Image entries for named regions:

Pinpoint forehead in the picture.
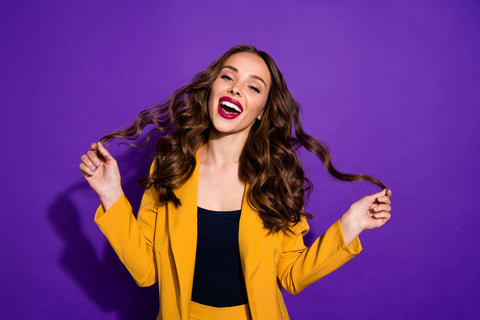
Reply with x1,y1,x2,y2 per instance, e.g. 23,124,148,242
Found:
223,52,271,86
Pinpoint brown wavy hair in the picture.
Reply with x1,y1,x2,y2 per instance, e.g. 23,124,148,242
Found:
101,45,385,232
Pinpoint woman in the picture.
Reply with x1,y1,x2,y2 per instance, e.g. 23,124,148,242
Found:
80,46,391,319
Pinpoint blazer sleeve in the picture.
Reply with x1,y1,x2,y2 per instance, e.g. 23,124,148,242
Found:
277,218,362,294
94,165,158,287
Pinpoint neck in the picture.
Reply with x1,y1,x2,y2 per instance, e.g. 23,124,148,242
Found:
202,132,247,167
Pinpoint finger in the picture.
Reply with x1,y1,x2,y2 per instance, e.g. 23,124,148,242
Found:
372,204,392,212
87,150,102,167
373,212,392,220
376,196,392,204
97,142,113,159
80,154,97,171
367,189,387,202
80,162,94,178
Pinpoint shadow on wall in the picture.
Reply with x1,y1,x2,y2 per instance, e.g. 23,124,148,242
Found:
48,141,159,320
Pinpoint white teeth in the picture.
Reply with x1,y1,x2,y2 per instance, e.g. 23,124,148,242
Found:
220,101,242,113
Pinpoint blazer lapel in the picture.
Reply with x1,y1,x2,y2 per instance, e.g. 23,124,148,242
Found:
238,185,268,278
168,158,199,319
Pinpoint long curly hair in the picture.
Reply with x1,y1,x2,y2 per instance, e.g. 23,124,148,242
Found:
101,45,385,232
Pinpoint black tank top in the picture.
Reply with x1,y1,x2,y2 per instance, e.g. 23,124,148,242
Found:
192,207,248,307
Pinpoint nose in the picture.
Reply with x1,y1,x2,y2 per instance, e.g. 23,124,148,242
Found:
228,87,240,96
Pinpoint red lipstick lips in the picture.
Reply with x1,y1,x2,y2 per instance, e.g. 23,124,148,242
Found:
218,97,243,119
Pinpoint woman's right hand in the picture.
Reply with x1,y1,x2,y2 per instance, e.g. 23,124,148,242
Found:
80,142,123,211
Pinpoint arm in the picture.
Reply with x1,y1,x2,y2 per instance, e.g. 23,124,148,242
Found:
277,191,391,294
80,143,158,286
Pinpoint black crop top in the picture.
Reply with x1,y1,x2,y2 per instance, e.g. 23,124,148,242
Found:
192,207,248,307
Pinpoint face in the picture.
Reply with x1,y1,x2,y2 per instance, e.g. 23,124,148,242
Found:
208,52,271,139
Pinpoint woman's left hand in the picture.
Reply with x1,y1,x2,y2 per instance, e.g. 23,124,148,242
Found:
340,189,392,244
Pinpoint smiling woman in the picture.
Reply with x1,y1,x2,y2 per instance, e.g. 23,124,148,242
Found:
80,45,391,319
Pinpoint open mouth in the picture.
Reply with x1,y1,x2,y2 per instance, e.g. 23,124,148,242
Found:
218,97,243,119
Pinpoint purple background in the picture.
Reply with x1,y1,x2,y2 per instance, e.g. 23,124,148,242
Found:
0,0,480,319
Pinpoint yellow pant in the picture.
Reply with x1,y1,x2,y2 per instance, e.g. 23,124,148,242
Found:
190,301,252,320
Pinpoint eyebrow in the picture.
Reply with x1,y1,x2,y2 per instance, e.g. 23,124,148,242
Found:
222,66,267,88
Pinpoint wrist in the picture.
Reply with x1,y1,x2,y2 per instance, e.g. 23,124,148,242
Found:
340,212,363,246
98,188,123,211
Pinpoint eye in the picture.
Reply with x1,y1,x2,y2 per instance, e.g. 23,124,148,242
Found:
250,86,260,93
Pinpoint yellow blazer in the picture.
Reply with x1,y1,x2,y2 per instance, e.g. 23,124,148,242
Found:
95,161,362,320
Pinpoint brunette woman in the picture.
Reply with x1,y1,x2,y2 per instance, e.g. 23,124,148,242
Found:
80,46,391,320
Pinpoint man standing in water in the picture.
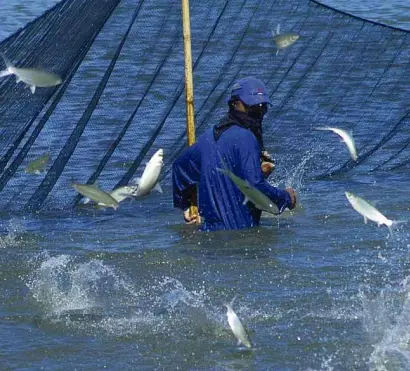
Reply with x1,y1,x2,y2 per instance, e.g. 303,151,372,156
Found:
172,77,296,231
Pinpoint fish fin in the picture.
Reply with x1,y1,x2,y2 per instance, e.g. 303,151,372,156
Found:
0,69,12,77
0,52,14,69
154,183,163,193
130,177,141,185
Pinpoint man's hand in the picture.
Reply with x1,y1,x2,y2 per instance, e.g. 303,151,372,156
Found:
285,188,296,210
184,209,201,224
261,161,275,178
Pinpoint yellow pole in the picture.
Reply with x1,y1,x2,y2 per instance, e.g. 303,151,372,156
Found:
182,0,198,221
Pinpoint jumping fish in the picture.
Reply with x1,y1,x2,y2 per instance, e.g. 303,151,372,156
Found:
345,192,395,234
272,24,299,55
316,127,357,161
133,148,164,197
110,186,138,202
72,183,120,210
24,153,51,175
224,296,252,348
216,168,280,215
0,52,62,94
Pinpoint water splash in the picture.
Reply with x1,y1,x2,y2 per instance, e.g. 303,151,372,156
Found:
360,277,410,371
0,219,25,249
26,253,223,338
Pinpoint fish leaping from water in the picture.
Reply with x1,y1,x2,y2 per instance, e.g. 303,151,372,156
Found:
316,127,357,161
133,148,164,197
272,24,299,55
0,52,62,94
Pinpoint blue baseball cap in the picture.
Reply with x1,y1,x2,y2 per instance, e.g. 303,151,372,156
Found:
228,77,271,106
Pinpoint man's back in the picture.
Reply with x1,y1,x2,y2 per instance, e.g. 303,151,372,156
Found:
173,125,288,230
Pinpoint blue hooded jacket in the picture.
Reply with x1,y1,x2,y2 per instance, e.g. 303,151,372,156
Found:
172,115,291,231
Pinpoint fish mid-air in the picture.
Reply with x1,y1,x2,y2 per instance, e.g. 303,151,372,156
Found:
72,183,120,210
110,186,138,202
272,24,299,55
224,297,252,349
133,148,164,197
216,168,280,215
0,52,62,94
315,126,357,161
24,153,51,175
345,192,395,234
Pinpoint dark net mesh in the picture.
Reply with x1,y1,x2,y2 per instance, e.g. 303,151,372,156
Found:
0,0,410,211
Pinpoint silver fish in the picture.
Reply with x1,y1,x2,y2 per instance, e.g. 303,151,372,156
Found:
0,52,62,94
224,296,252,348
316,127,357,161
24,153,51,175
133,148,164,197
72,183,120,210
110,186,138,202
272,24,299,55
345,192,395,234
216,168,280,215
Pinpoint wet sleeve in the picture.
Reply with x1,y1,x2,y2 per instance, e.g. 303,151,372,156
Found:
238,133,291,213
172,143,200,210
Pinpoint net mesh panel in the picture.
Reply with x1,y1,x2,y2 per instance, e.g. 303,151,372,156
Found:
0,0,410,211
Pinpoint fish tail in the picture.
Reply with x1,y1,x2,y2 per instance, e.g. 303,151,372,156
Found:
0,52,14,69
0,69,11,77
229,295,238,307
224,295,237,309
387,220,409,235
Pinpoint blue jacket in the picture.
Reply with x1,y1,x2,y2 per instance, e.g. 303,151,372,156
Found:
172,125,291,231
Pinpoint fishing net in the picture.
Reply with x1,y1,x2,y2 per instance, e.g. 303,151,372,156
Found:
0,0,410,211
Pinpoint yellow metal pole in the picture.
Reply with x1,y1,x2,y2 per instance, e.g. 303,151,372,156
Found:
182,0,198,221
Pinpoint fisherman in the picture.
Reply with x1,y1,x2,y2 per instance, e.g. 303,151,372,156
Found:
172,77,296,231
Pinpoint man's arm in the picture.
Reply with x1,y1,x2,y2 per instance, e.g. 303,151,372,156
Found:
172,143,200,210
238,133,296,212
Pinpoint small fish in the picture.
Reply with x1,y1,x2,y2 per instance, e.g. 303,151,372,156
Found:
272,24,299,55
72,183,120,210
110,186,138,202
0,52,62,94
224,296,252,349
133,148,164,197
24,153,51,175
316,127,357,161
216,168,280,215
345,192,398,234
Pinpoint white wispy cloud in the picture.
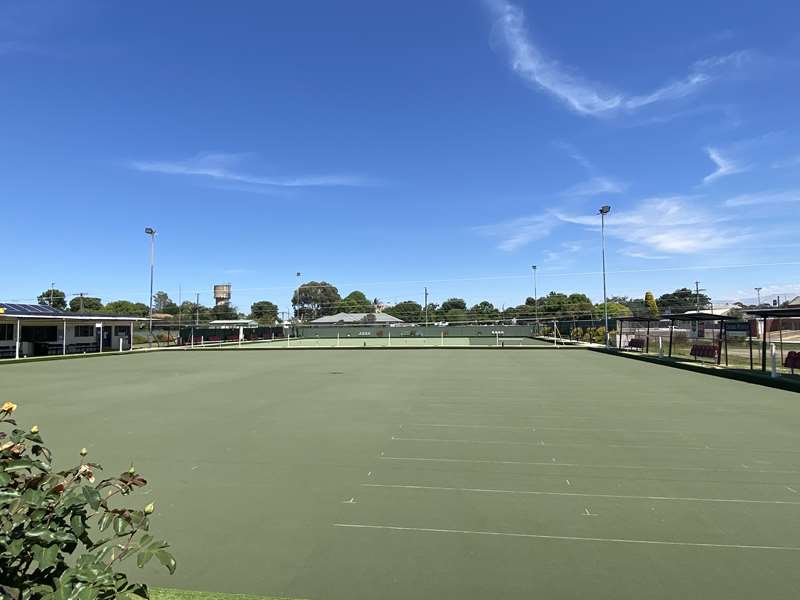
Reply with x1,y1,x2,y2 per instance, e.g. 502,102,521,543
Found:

_WHAT TO DO_.
Copy the entries word for word, from the first line through the line containing "94,165,158,287", and leave the pictures out of your copy.

_OUTPUT BELOW_.
Pinpoint forehead in the picture.
Reply with x1,y1,x2,y2 per instance, e.g. 23,124,148,242
Found:
223,52,271,86
Pinpoint brown wavy hair in the picture.
Reply with x1,y1,x2,y2 per instance, e.g. 23,124,148,242
Found:
101,45,385,232
Pinpoint woman in the picture.
Reply with x1,y1,x2,y2 per instance, e.g. 23,124,148,242
Found:
80,46,391,319
Pinpoint blazer sleeve in the picture.
Reply with x1,y1,x2,y2 per instance, e.g. 23,124,148,242
Found:
277,218,362,294
94,165,158,287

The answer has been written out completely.